9 Important SEO Habits You Should Adopt Now


Want to improve your SEO strategies and skills to move the needle even more for your organizations and clients?

Then it’s time to ditch the bad habits and start creating new habits – or enhancing existing ones.

Although we typically gravitate toward specific areas of SEO (technical, on-page, off-page), based on our interests or familiarity, usually we can’t focus on SEO 100 percent of the time.

Our focus is spread thin.

Here’s how you can build habits that help you broaden your scope of context- and content-driven SEO – without working twice as many hours!

1. Research Deeper

The word “research” means different things to different people.

In our industry, it often relates to keywords, competitors, and links.

As SEO focus continues to shift more to focus on the whole rather than the granular details, it is as important as ever to have good processes and habits for performing research.

While I have worked to pivot and use terms like “audience” rather than “keyword” when pertaining to my research processes on the front end of SEO campaigns, I find that some of the deep insights for terms and topics come from concentrated efforts to use tools and available data.

I’m using more tools, spending more time in the SERPs, and focusing on finding ways to understand the audience in greater detail than in the past, while not abandoning the principles of old-school keyword research as well.

▶ **STATED PROBLEM 1**
Output word for word the part of the SEO habits article that opens with the words containing "As SEO focus" and closes with "research as well.".
▶ **STATED PROBLEM 2**
Pick up the SEO habits article after its last sentence and continue writing it.
These lines are separate material, unrelated to the SEO habits article.

Point annotation records
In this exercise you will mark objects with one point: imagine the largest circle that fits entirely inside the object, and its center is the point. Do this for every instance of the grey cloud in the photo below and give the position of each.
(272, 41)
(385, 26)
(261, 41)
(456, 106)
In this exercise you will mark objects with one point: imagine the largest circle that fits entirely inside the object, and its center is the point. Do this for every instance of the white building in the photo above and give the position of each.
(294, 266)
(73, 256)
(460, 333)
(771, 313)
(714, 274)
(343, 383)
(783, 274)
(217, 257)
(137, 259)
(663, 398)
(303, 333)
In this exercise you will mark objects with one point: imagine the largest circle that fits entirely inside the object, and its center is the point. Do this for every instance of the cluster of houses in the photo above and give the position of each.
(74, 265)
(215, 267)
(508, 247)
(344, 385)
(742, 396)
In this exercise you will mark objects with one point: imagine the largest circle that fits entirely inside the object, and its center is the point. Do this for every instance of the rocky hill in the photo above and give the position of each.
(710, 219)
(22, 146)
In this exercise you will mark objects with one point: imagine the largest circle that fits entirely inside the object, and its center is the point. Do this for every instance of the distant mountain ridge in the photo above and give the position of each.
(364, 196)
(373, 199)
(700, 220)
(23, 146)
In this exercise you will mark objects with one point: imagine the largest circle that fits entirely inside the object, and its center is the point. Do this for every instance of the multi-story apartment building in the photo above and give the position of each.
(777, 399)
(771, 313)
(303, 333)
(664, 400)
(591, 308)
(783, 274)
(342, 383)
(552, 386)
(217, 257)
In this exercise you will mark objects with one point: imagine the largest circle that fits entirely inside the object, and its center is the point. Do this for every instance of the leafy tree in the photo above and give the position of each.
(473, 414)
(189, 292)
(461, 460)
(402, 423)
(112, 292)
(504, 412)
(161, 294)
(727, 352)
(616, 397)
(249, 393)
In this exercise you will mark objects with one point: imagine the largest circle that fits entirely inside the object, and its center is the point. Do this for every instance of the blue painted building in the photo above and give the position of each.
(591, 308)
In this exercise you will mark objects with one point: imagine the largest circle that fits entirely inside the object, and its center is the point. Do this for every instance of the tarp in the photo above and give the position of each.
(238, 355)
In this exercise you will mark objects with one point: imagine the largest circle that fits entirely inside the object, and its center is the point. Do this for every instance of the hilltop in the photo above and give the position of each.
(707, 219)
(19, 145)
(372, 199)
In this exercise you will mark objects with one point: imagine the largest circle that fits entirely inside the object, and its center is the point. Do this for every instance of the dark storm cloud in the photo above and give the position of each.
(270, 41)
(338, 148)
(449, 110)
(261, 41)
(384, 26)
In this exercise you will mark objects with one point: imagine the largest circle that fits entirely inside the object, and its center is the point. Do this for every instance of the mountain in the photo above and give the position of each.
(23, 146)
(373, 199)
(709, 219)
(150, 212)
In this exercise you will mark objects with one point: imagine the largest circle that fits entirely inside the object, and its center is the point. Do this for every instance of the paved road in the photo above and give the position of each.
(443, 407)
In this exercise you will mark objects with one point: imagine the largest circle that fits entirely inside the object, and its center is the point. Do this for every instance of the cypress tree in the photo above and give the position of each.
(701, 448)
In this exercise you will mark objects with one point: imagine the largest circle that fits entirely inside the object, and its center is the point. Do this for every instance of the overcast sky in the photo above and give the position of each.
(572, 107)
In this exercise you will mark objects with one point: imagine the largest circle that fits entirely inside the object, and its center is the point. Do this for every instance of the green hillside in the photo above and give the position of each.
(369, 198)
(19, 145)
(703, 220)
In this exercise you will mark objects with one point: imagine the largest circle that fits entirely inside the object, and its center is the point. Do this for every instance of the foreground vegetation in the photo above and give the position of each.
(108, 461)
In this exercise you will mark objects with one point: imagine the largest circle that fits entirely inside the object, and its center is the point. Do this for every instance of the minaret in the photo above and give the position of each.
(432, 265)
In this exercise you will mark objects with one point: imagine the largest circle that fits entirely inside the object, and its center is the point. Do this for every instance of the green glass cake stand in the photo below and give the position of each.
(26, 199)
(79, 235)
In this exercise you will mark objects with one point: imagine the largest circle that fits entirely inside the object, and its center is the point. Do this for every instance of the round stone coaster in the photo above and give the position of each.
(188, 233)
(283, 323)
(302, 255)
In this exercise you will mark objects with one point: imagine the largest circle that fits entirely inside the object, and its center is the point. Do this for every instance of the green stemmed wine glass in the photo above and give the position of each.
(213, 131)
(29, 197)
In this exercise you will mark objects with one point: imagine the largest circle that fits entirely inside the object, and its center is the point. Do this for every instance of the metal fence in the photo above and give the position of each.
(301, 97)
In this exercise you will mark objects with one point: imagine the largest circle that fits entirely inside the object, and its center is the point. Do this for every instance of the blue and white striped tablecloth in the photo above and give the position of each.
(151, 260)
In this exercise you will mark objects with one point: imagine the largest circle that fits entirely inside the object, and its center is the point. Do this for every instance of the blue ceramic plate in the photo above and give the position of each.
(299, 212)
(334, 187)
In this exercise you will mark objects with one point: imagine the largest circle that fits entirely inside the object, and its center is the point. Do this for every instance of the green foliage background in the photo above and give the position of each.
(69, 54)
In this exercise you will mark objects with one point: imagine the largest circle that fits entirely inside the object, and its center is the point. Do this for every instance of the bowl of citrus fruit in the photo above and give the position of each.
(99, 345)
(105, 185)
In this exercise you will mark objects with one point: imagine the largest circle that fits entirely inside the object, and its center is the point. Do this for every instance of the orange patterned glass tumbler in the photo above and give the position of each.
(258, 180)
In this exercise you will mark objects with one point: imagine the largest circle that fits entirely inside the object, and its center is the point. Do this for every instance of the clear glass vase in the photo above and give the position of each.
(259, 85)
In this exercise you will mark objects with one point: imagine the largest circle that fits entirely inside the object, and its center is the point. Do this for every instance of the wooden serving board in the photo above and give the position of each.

▶ **RESPONSE 1**
As SEO focus continues to shift more to focus on the whole rather than the granular details, it is as important as ever to have good processes and habits for performing research.

While I have worked to pivot and use terms like “audience” rather than “keyword” when pertaining to my research processes on the front end of SEO campaigns, I find that some of the deep insights for terms and topics come from concentrated efforts to use tools and available data.

I’m using more tools, spending more time in the SERPs, and focusing on finding ways to understand the audience in greater detail than in the past, while not abandoning the principles of old-school keyword research as well.

▶ **RESPONSE 2**
We know we have to go deeper while also keeping in mind that mining for that one long-tail keyword is short-sighted in the context-based era of SEO that we’re in.

2. Measure More

I’m willing to bet that 9 out of 10 people in charge of SEO for their company or clients would admit that we spend less time in Google Analytics, Google Search Console, and other analytics tools than we wish.

The time is now to find ways to get numbers coming to you or dedicating time nearly daily to jumping into the numbers.

The more time we spend in the data, the more we can measure, add custom dimensions, adjust attribution models, and find insights that we won’t get if we just drop in weekly or monthly to produce a report.

3. Learn Daily

We have great go-to sources like Search Engine Journal to use when we need to find an answer or learn about what is happening in the SEO world.

That isn’t enough!

With the speed of change in website technology, trends, and digital marketing, we have to find ways to learn daily.

A great way to build this habit is finding ways to follow favorite industry sources and have the news come to you.

I get my daily learning in through article feeds delivered by email and in social channels.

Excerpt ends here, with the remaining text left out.